__Document__:
This is a useful skill in all sorts of fields, from politics to personal relationships. But nowhere is ‘influence’ more sought after than in business, whether you want to settle a negotiation on favourable terms or persuade more people to buy your product.

As Sir David Frost once put it: “Diplomacy is the art of letting someone else have your way.” That’s amusing and pretty accurate, but it sounds a bit sinister when applied to sales and marketing. Zig Ziglar probably nailed the concept that’s most helpful to businesses in the digital era when he said: “Stop selling. Start helping.”

When you want to develop negotiation skills, the first thing is to understand the person you’re trying to influence – as in, why they say ‘no’ to things and why they say ‘yes’. Once you have a grip on how they make their decisions and what their values are, then you can see things from their point of view, which is the first step to bringing them round to your point of view.

__Given exercise A__: Copy from the passage on influence the part that opens with the words containing "As Sir David" and closes with "point of view.".
__Given exercise B__: According to the passage on influence, why should understanding the person you want to influence come first when building negotiation skills?
__Given exercise C__: Pick up the passage on influence after its last sentence and keep writing it.

__Records__:
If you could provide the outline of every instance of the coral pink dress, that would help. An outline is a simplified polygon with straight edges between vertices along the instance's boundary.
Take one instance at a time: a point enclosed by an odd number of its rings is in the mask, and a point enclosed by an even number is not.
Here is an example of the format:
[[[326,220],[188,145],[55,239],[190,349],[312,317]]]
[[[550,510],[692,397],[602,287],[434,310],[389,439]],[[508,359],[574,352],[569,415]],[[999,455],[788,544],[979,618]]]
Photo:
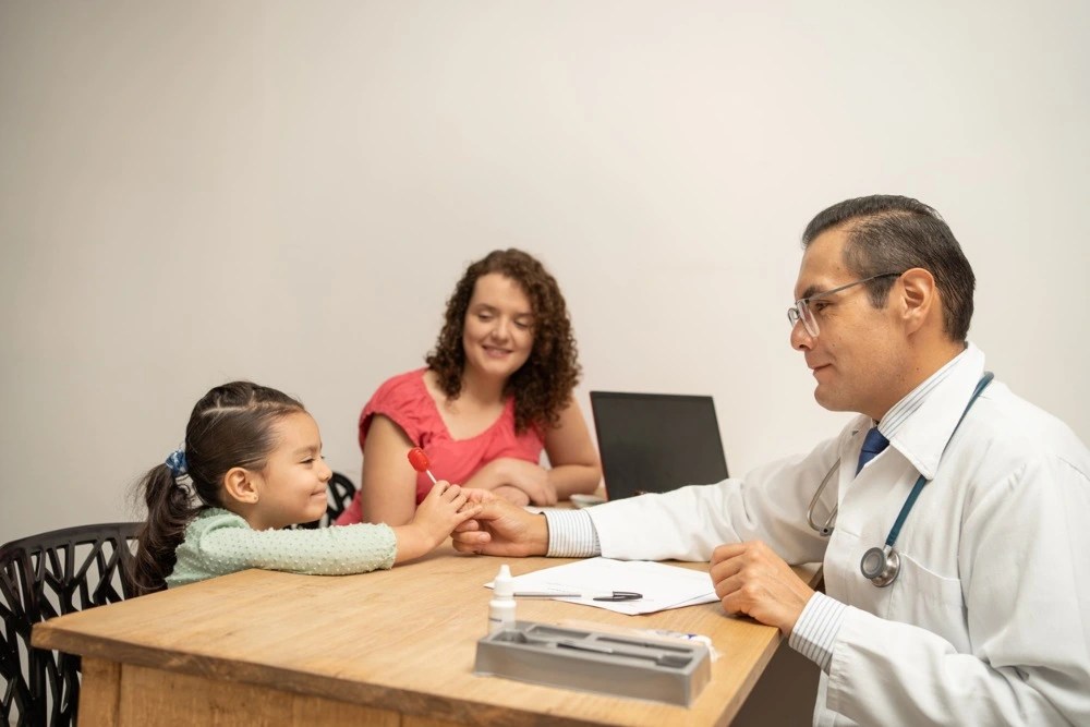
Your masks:
[[[530,426],[522,434],[514,432],[514,399],[504,404],[504,412],[492,426],[469,439],[455,439],[447,432],[435,400],[424,386],[426,368],[417,368],[388,379],[378,387],[360,414],[360,449],[375,414],[388,417],[401,427],[412,443],[424,450],[436,480],[461,484],[477,470],[501,457],[511,457],[536,464],[541,461],[544,437],[538,427]],[[410,467],[405,460],[405,467]],[[427,496],[432,481],[424,473],[416,475],[416,504]],[[339,518],[338,525],[363,519],[360,493]]]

__Response A__:
As Sir David Frost once put it: “Diplomacy is the art of letting someone else have your way.” That’s amusing and pretty accurate, but it sounds a bit sinister when applied to sales and marketing. Zig Ziglar probably nailed the concept that’s most helpful to businesses in the digital era when he said: “Stop selling. Start helping.”

When you want to develop negotiation skills, the first thing is to understand the person you’re trying to influence – as in, why they say ‘no’ to things and why they say ‘yes’. Once you have a grip on how they make their decisions and what their values are, then you can see things from their point of view, which is the first step to bringing them round to your point of view.

__Response B__: Once you grasp why they say no and yes, how they make decisions and what they value, you can see things from their point of view. The passage calls that the first step toward bringing them round to your own point of view.

__Response C__:
Making a compelling case and finding a way around the roadblocks of their resistance can be very tricky, which is why Zig Ziglar’s approach is still so relevant in 2019. People are used to being advertised at; they field countless attempts to influence their buying and lifestyle choices every day. So, if you’re going to persuade them to share your opinion – which is that they should buy your product or service, or sign your deal – you need to make them understand why this is an advantageous choice for them. Which is only possible once you’ve truly understood what they see as advantageous in the first place.